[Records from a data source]
|---|

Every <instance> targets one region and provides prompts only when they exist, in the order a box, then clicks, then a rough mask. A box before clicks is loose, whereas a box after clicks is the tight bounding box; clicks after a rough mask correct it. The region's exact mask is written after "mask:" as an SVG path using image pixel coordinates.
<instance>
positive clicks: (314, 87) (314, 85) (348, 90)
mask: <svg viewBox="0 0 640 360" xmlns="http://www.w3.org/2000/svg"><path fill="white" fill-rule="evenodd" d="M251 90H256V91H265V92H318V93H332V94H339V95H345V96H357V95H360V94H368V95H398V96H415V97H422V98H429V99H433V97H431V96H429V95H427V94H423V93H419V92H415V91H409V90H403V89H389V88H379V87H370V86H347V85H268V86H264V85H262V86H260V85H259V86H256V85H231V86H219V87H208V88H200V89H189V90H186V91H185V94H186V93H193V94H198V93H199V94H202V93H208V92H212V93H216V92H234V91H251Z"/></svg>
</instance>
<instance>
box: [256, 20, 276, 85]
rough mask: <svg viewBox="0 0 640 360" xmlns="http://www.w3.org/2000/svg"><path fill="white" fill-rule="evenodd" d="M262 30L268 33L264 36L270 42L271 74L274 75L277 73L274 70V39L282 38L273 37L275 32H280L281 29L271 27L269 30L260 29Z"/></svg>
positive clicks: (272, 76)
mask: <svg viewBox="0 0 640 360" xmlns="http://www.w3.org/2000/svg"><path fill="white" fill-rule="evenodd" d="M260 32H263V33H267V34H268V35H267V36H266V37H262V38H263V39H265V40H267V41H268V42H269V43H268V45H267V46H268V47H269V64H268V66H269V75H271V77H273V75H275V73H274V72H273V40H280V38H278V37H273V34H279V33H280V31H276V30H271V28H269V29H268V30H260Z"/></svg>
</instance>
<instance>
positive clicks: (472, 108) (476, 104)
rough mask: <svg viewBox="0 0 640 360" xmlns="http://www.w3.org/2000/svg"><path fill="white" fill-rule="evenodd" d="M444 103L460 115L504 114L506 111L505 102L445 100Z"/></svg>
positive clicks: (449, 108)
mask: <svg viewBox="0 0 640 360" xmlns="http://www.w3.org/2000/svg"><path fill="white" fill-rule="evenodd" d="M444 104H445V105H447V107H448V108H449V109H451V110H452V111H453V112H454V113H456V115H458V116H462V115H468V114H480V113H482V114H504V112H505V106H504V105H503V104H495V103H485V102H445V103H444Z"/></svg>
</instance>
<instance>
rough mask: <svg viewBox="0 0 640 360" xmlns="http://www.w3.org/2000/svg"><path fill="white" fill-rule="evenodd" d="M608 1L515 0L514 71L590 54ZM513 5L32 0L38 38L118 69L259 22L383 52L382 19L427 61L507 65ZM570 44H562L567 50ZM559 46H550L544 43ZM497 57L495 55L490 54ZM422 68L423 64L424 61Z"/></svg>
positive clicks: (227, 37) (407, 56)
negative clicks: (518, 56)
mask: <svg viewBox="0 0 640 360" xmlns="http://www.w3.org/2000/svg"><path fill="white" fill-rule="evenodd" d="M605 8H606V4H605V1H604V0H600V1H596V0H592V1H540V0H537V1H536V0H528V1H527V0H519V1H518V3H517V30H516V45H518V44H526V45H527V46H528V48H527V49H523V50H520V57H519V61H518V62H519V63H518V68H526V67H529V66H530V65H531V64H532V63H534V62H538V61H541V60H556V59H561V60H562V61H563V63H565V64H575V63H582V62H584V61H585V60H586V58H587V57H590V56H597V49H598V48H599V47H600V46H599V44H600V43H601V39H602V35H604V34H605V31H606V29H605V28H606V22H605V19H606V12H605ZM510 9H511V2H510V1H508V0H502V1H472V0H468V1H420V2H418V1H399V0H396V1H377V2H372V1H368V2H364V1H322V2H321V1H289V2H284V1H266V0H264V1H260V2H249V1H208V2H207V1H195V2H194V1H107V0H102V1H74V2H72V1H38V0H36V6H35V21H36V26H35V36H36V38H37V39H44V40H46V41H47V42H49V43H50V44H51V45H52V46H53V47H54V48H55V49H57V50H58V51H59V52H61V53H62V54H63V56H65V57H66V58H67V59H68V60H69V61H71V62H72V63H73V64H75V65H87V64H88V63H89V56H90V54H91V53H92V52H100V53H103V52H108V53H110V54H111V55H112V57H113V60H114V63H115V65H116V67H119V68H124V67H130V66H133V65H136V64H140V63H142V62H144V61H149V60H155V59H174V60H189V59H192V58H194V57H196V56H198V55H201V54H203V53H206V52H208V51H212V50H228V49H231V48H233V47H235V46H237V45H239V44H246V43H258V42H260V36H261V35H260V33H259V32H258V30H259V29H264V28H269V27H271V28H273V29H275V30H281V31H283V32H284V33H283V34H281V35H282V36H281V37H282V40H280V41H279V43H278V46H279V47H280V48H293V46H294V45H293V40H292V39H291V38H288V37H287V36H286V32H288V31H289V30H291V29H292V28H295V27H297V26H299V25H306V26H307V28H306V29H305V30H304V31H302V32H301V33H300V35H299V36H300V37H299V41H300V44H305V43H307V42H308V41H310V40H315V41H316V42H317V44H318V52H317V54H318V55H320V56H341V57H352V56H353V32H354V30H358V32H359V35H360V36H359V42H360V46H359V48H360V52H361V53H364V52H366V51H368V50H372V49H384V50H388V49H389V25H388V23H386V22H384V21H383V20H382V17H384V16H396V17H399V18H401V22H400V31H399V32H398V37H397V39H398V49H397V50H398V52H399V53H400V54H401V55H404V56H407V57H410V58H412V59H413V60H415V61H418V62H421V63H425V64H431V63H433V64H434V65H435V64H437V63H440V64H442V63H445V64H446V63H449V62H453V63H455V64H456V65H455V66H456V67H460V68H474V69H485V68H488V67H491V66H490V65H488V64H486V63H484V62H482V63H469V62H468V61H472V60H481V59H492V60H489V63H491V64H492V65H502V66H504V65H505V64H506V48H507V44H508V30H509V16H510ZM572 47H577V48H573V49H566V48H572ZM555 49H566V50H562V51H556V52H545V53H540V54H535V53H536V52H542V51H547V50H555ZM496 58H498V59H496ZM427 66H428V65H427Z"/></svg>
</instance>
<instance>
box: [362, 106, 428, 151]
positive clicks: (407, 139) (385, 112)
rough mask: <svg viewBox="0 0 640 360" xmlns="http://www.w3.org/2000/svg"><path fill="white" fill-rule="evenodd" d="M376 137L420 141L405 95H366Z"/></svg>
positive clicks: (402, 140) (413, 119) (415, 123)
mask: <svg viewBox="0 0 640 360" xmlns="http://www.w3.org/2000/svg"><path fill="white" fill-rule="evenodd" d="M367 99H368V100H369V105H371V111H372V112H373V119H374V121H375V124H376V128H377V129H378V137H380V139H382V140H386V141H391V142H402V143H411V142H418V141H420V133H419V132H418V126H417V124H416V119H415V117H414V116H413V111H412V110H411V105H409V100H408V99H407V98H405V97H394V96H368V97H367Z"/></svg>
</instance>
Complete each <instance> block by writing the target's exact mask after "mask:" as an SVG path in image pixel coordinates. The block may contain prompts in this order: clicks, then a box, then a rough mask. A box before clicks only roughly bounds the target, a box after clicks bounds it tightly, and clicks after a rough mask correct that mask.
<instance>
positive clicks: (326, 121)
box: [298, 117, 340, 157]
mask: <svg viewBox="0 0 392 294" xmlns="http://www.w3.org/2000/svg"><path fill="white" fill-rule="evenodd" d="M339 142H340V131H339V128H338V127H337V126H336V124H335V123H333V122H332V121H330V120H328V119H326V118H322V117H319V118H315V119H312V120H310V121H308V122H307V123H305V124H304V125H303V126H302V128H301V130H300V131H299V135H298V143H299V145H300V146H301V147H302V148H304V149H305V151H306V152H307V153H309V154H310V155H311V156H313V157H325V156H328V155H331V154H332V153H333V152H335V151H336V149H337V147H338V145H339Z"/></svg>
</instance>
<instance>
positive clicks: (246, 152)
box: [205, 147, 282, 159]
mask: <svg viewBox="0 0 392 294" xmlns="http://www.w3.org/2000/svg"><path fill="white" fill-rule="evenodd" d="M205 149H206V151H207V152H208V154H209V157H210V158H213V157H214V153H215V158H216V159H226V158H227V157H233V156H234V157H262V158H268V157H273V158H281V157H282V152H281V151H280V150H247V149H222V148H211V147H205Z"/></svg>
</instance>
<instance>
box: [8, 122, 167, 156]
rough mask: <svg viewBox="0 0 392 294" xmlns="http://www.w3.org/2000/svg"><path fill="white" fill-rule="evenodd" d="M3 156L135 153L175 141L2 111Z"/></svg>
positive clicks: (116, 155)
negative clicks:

|---|

→ Your task:
How many of the lines above contain the word "positive"? Reply with the number alone.

→ Answer box:
10